* **Required work**:
Nothing but the lines from the one containing "each like (210,366)." through the last line should be written out, please, exactly as they stand.

* **Task material**:
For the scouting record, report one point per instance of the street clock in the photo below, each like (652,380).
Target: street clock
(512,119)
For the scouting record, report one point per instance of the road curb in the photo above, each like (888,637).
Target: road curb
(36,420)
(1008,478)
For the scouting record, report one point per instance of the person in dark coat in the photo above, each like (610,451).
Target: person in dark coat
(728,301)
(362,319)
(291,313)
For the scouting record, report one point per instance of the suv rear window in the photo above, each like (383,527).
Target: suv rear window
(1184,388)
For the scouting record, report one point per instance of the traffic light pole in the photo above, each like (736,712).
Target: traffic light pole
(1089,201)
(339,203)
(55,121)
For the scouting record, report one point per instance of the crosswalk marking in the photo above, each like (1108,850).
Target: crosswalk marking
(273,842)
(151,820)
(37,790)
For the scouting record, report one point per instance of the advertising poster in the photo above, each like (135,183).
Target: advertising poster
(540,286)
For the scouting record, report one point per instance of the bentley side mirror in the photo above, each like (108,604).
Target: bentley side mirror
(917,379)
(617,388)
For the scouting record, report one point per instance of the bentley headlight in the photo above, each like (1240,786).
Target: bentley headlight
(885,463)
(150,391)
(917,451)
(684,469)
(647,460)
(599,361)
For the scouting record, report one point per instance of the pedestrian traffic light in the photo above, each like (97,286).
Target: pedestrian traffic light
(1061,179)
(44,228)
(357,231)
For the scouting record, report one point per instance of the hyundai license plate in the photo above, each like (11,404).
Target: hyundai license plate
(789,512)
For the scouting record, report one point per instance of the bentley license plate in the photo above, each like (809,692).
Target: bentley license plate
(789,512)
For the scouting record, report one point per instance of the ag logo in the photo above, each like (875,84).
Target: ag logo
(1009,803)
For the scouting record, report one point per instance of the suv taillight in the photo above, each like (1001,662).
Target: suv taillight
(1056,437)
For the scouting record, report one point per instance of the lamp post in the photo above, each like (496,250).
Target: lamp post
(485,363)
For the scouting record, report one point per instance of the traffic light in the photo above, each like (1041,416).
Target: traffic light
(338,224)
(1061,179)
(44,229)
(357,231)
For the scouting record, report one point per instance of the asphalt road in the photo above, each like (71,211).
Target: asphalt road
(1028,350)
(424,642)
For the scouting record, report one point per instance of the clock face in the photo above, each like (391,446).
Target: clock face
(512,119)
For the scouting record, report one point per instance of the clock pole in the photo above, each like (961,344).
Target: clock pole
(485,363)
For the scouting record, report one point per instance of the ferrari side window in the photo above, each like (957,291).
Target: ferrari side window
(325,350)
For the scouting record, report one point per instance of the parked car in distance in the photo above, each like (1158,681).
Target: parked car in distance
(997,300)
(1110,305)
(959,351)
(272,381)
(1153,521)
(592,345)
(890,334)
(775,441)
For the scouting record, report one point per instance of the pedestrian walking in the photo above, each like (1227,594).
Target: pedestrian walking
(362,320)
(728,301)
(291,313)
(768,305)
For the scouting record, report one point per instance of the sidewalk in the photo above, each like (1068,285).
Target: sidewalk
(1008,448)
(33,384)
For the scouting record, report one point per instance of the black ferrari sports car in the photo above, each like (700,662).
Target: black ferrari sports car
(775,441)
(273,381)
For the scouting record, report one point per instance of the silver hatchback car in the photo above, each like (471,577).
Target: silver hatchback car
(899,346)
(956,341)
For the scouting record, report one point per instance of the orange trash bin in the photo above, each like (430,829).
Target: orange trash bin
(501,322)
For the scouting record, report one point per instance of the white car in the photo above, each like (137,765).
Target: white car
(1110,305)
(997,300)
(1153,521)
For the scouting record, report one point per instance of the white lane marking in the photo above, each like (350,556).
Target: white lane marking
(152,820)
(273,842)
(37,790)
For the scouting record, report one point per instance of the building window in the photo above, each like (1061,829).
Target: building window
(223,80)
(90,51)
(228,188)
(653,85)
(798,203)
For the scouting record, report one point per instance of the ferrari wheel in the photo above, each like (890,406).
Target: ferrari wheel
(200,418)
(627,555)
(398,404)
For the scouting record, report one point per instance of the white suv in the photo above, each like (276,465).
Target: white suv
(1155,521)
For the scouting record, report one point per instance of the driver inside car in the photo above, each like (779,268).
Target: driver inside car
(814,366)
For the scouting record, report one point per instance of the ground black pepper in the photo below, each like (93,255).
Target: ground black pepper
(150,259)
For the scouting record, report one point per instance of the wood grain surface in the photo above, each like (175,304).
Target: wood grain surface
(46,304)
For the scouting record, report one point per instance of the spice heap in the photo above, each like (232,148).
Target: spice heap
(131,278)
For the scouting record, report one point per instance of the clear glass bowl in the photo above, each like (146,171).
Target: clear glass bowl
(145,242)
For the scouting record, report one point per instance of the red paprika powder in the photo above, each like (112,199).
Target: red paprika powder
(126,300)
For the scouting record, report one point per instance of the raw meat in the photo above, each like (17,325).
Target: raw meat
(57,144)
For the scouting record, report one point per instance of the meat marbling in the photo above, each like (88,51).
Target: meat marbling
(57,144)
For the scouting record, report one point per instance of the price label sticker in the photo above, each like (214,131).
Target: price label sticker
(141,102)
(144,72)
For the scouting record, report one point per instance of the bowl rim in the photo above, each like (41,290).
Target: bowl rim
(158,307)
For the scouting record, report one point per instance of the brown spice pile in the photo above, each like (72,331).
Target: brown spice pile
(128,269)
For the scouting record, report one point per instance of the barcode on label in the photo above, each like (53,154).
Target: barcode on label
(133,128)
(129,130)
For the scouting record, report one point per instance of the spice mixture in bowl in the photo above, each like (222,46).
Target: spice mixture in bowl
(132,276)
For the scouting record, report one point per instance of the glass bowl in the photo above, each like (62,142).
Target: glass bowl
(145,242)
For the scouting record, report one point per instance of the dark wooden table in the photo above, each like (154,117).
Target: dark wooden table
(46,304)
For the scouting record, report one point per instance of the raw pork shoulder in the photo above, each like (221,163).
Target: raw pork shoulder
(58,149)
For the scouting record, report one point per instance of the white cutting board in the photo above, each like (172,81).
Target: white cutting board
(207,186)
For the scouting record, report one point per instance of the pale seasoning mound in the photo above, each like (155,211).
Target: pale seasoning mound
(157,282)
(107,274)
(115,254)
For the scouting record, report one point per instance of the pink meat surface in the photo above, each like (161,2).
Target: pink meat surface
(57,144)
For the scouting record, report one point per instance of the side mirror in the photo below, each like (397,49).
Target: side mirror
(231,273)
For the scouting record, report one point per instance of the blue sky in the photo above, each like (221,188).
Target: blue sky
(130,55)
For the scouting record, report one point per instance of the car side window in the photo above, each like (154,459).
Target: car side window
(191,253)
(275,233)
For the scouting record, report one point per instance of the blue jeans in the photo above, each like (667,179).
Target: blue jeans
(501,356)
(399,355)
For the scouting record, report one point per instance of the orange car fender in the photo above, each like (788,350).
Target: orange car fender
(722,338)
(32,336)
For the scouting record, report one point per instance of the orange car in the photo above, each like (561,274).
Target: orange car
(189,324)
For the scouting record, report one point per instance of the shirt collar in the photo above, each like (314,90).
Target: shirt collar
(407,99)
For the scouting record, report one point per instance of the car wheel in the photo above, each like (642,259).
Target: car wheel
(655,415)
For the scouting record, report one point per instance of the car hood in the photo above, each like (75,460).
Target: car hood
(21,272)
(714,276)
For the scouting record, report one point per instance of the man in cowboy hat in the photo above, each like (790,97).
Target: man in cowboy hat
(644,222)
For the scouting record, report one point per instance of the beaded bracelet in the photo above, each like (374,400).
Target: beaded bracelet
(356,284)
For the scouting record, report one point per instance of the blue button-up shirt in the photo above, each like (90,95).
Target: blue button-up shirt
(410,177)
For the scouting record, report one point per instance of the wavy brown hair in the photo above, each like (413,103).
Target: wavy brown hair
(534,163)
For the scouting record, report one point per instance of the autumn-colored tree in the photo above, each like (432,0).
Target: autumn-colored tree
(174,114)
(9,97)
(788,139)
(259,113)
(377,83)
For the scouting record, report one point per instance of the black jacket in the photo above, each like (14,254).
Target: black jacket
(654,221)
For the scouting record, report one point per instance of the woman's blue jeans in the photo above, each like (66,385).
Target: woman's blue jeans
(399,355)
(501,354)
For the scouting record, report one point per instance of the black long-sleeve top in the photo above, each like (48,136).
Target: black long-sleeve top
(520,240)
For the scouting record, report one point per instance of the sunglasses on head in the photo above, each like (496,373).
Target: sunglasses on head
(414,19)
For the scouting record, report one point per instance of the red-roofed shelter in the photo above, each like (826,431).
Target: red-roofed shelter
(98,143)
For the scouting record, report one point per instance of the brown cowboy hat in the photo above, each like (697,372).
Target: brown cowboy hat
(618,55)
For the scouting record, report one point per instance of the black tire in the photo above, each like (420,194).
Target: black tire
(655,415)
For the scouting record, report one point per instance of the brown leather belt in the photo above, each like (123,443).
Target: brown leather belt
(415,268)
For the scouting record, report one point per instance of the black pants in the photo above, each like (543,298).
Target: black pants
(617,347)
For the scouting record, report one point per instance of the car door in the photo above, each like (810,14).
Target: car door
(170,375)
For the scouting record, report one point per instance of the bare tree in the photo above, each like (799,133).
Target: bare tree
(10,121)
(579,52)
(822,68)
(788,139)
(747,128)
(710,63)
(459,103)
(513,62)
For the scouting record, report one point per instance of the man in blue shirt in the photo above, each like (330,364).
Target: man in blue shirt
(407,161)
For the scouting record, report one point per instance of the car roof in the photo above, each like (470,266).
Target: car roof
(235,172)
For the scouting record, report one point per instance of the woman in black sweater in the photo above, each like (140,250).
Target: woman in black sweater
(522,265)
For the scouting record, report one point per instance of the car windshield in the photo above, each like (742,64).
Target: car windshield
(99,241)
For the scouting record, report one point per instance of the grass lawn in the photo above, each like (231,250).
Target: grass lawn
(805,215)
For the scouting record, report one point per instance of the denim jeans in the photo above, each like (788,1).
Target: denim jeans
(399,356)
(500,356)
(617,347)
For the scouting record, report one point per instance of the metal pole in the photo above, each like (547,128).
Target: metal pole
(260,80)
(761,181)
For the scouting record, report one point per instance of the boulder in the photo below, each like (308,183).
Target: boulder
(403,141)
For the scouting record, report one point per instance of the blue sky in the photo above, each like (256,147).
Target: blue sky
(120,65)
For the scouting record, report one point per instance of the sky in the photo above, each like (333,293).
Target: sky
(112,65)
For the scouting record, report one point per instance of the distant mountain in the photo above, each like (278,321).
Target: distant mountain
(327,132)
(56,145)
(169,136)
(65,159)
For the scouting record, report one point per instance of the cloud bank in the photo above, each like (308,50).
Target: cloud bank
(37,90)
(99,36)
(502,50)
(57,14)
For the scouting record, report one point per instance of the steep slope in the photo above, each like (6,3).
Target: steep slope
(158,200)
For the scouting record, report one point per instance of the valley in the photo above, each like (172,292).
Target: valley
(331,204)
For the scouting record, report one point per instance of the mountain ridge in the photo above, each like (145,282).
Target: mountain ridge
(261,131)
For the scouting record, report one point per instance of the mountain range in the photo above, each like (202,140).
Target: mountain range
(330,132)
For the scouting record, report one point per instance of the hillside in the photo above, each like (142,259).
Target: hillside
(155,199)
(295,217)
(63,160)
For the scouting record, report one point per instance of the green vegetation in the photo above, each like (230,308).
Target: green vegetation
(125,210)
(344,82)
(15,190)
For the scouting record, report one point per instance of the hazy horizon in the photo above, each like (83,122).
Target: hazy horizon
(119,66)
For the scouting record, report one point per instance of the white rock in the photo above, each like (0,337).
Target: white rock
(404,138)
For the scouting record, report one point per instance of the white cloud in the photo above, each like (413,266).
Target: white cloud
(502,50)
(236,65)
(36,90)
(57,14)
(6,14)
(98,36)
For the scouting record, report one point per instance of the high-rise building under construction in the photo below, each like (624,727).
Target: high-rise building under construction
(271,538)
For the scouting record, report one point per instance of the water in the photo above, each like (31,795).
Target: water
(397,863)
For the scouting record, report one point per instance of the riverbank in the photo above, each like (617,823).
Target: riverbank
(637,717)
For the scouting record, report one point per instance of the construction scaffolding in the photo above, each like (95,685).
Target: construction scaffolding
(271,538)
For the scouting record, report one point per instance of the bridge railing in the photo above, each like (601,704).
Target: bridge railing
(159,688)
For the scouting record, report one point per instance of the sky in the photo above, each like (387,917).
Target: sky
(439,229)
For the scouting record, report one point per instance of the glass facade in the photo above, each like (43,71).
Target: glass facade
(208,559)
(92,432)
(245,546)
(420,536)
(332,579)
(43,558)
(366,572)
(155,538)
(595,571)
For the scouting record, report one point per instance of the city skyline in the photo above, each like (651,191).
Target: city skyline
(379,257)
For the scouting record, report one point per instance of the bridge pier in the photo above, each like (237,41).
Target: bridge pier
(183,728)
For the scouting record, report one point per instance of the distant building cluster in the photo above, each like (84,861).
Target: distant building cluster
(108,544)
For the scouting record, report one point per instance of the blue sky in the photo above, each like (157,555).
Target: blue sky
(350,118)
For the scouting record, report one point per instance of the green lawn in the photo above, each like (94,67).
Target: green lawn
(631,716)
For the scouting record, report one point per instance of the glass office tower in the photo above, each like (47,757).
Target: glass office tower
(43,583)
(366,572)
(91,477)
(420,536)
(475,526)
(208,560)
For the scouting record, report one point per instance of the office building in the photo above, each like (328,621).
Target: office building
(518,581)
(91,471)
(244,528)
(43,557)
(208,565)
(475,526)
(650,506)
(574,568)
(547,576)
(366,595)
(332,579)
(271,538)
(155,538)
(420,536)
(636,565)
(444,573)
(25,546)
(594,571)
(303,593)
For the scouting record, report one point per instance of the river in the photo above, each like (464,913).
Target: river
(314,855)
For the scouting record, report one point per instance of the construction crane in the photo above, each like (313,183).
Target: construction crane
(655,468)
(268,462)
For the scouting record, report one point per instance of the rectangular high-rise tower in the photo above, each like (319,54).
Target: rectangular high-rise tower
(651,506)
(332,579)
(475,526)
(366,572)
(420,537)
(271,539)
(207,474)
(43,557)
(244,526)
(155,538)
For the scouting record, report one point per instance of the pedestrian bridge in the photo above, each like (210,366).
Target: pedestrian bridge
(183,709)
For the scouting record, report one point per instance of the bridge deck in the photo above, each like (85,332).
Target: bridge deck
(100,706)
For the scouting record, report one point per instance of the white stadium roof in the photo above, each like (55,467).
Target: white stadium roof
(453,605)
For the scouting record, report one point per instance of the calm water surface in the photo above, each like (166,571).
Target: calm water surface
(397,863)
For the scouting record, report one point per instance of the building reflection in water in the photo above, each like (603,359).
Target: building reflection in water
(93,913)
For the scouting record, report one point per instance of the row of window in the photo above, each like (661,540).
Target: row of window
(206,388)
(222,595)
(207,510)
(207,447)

* **Exercise response**:
For the scouting record, report one point per instance of the pedestrian bridge in the photo above, each like (210,366).
Target: pedestrian bridge
(183,709)
For the scouting record, report one point per instance of the bridge deck in the photo above, each like (85,332).
Target: bridge deck
(100,706)
For the scouting record, report one point per instance of the white stadium roof in the photo above, each like (55,467).
Target: white stadium roof
(453,605)
For the scouting record, report one point per instance of the calm water surface in the photo above, each like (166,571).
Target: calm water surface
(397,863)
For the scouting record, report one point per instance of the building reflection in water in the photo above, each like (603,359).
Target: building reflection in water
(93,913)
For the scouting record, report one point per instance of the row of window in the photo above, each like (661,540).
Target: row of window
(206,388)
(222,595)
(207,510)
(207,447)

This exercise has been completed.